- [TASK DIRECTIONS]: Retype all of the data. Every line must match exactly.

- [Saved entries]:
-*-
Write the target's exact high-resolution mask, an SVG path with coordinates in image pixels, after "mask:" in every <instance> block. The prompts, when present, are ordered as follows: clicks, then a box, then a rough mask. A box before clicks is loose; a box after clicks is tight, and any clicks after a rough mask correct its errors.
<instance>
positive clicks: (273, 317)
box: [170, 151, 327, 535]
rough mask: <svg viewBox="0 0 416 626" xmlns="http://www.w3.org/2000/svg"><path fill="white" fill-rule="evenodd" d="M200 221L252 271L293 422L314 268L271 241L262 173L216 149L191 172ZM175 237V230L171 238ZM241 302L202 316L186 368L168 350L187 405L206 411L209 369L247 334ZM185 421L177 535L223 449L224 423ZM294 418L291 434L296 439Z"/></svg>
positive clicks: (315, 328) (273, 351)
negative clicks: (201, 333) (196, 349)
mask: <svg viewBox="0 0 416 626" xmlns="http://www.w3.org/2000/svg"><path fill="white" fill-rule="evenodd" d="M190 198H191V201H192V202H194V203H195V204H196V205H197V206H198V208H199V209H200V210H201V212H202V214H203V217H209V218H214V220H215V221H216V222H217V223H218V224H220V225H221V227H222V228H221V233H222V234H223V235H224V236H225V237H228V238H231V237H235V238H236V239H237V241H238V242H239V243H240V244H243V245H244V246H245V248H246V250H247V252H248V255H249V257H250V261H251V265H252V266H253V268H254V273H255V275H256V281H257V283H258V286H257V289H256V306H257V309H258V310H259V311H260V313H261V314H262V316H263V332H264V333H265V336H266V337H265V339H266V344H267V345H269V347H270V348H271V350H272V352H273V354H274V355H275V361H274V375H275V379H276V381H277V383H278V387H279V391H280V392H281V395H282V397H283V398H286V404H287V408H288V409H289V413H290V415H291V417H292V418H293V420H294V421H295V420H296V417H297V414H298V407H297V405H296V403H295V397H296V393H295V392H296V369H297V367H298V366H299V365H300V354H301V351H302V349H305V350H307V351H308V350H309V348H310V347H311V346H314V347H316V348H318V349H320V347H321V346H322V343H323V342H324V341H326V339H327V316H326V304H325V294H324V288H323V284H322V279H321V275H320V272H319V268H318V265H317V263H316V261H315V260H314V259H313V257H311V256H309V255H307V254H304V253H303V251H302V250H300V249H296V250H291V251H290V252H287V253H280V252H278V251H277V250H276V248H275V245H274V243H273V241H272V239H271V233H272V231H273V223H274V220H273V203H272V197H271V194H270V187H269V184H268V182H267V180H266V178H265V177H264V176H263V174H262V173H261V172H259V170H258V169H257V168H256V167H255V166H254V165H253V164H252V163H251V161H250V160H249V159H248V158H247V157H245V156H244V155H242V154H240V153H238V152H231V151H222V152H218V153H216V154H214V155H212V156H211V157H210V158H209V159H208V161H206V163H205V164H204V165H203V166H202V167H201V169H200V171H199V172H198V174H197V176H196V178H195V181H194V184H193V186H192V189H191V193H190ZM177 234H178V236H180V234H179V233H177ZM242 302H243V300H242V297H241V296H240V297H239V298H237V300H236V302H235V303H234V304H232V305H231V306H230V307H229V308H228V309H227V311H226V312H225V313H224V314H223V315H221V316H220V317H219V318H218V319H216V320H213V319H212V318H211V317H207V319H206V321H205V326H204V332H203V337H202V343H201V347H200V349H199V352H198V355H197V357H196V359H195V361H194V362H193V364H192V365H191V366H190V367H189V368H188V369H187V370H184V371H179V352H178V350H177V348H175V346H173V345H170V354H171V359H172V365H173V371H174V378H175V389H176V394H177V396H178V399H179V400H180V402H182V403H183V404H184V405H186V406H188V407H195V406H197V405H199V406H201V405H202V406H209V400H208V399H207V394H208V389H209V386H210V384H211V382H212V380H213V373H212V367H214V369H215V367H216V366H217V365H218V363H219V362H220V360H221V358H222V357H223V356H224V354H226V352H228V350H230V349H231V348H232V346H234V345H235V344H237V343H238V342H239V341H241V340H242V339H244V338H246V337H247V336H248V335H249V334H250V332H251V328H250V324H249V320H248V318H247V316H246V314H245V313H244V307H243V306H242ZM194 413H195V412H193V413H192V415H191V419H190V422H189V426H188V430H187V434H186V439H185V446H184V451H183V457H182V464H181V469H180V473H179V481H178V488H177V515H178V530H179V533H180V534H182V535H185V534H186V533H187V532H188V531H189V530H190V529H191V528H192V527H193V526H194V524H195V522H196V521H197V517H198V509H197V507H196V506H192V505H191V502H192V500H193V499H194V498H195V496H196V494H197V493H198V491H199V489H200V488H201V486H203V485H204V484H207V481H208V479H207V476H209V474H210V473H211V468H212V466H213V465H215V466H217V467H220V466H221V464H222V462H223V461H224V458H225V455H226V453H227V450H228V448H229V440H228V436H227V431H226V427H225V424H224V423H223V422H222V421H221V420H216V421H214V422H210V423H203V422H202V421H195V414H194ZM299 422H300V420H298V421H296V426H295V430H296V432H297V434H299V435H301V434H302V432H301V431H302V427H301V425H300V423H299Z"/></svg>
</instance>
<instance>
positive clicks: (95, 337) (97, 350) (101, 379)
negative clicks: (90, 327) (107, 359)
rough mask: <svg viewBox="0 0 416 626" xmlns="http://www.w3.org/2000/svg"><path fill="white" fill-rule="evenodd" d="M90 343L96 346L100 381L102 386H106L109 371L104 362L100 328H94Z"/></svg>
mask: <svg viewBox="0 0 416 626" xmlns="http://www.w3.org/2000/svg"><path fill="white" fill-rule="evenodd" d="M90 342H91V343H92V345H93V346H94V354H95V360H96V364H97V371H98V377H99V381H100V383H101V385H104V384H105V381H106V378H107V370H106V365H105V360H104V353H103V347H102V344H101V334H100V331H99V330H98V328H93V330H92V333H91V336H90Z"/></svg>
-*-
- [RESPONSE AREA]:
Write the target's exact high-resolution mask, an SVG path with coordinates in image pixels, after "mask:" in every <instance> block. The prompts, when present, are ordered as follows: clicks, then a box, then a rough mask. A box before clicks is loose; a box after clicks is tight, and any clicks after a rough mask correct its errors.
<instance>
positive clicks: (273, 317)
box: [170, 151, 327, 535]
rough mask: <svg viewBox="0 0 416 626" xmlns="http://www.w3.org/2000/svg"><path fill="white" fill-rule="evenodd" d="M200 221L252 271L293 422L314 268L271 241L262 173L216 149L191 172ZM175 237V230L171 238ZM241 302L202 316L186 368L168 350L187 405L206 411L209 369L247 334ZM185 421L177 535L223 449L224 423ZM294 418L291 434L296 439Z"/></svg>
positive clicks: (315, 328) (273, 351)
negative clicks: (201, 333) (196, 349)
mask: <svg viewBox="0 0 416 626" xmlns="http://www.w3.org/2000/svg"><path fill="white" fill-rule="evenodd" d="M190 198H191V201H192V202H194V203H195V204H196V205H197V206H198V208H199V209H200V210H201V212H202V214H203V217H209V218H214V220H215V221H216V222H217V223H218V224H220V225H221V227H222V228H221V233H222V234H223V235H224V236H225V237H228V238H231V237H235V238H236V239H237V241H238V242H239V243H240V244H243V245H244V246H245V248H246V250H247V252H248V255H249V257H250V261H251V265H252V266H253V268H254V273H255V275H256V281H257V283H258V286H257V289H256V306H257V309H258V310H259V311H260V313H261V314H262V316H263V332H264V333H265V336H266V337H265V339H266V344H267V345H269V347H270V348H271V350H272V352H273V354H274V355H275V361H274V375H275V379H276V381H277V383H278V387H279V391H280V392H281V395H282V397H283V398H286V404H287V408H288V409H289V413H290V415H291V417H292V418H293V420H294V421H295V420H296V417H297V414H298V407H297V405H296V403H295V397H296V393H295V392H296V369H297V367H298V366H299V365H300V354H301V351H302V349H305V350H307V351H308V350H309V348H310V347H311V346H314V347H316V348H318V349H320V347H321V346H322V343H323V342H324V341H326V339H327V316H326V304H325V294H324V288H323V284H322V279H321V275H320V272H319V268H318V265H317V263H316V261H315V260H314V259H313V257H311V256H309V255H307V254H304V253H303V251H302V250H300V249H296V250H291V251H290V252H287V253H280V252H278V251H277V250H276V248H275V245H274V243H273V241H272V239H271V233H272V231H273V223H274V220H273V203H272V197H271V194H270V187H269V184H268V182H267V180H266V178H265V177H264V176H263V174H262V173H261V172H259V170H258V169H257V168H256V167H255V166H254V165H253V164H252V163H251V161H250V160H249V159H248V158H247V157H245V156H244V155H242V154H240V153H238V152H231V151H222V152H218V153H216V154H214V155H212V156H211V157H210V158H209V159H208V161H206V163H205V164H204V165H203V166H202V167H201V169H200V171H199V172H198V174H197V176H196V178H195V181H194V184H193V186H192V189H191V193H190ZM177 234H178V236H180V234H179V233H177ZM242 302H243V300H242V297H241V296H240V297H239V298H237V300H236V302H235V303H234V304H232V305H231V306H230V307H229V308H228V309H227V311H226V312H225V313H224V314H223V315H221V316H220V317H219V318H218V319H216V320H213V319H212V318H211V317H207V319H206V321H205V326H204V332H203V337H202V343H201V347H200V349H199V352H198V355H197V357H196V359H195V361H194V362H193V364H192V365H191V366H190V367H189V368H188V369H187V370H184V371H179V352H178V350H177V348H175V346H173V345H170V354H171V359H172V365H173V371H174V378H175V389H176V394H177V396H178V399H179V400H180V402H182V403H183V404H184V405H186V406H188V407H195V406H197V405H199V406H201V405H202V406H209V400H208V399H207V394H208V389H209V386H210V384H211V382H212V380H213V373H212V367H214V369H215V367H216V366H217V365H218V363H219V362H220V360H221V358H222V357H223V356H224V354H226V352H228V350H230V349H231V348H232V346H234V345H235V344H237V343H238V342H239V341H241V340H242V339H244V338H246V337H247V336H248V335H249V334H250V332H251V328H250V324H249V320H248V318H247V316H246V314H245V313H244V307H243V306H242ZM194 413H195V412H193V413H192V415H191V419H190V422H189V426H188V430H187V434H186V439H185V446H184V451H183V457H182V464H181V469H180V473H179V481H178V488H177V515H178V530H179V533H180V534H182V535H185V534H186V533H187V532H188V531H189V530H190V529H191V528H192V527H193V526H194V524H195V522H196V521H197V517H198V509H197V507H196V506H192V505H191V502H192V500H193V499H194V498H195V496H196V494H197V493H198V491H199V489H200V488H201V486H203V485H204V484H207V481H208V479H207V476H209V474H210V473H211V468H212V466H213V465H215V466H217V467H220V466H221V464H222V462H223V461H224V458H225V455H226V453H227V450H228V448H229V440H228V436H227V431H226V427H225V424H224V423H223V422H222V421H221V420H216V421H214V422H210V423H203V422H202V421H195V414H194ZM299 422H300V420H298V421H296V426H295V430H296V432H297V434H299V435H301V434H302V432H301V431H302V427H301V425H300V423H299Z"/></svg>
</instance>
<instance>
positive clicks: (95, 337) (97, 350) (101, 379)
negative clicks: (90, 327) (107, 359)
rough mask: <svg viewBox="0 0 416 626" xmlns="http://www.w3.org/2000/svg"><path fill="white" fill-rule="evenodd" d="M90 343L96 346L100 381L102 386H106L109 371L104 362L100 328H94Z"/></svg>
mask: <svg viewBox="0 0 416 626" xmlns="http://www.w3.org/2000/svg"><path fill="white" fill-rule="evenodd" d="M90 342H91V343H92V345H93V346H94V354H95V360H96V364H97V371H98V377H99V381H100V383H101V385H104V384H105V381H106V378H107V370H106V365H105V360H104V353H103V347H102V344H101V334H100V331H99V330H98V328H93V330H92V333H91V336H90Z"/></svg>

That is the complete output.